━━━━━ THE INPUT ━━━━━
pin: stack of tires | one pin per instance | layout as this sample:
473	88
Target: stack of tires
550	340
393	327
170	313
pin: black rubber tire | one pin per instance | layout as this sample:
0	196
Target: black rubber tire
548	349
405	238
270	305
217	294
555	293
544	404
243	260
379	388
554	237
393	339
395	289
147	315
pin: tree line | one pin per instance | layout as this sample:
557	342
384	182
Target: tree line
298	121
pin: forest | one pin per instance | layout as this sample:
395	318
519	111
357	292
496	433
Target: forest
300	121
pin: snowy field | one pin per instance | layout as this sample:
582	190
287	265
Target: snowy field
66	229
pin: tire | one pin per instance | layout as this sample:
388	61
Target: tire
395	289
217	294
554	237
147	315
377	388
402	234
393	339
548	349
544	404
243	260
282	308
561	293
━━━━━
Retype every line of the listing above with no changes.

pin: stack of tires | one pin per instance | layout as this sample:
473	88
Target: stack of tires
550	340
393	327
170	313
pin: black rubber tire | one pin per instance | layout as this sample:
0	196
Target: black rubber tire
548	349
405	238
270	305
217	294
555	293
544	404
243	260
379	388
554	237
393	339
395	289
147	315
pin: tree line | one pin per instance | layout as this sample:
557	342
384	182
Target: tree line
298	121
pin: forest | one pin per instance | layout as this sample:
395	318
519	111
357	292
496	433
Target: forest
300	121
pin: snowy field | one pin per instance | layout as this sample:
582	190
287	265
Target: snowy field
66	229
pin: tire | one pin per instance | layout as this sample:
388	61
Target: tire
395	289
217	294
554	237
147	315
377	388
402	234
393	339
548	349
544	404
243	260
282	308
561	293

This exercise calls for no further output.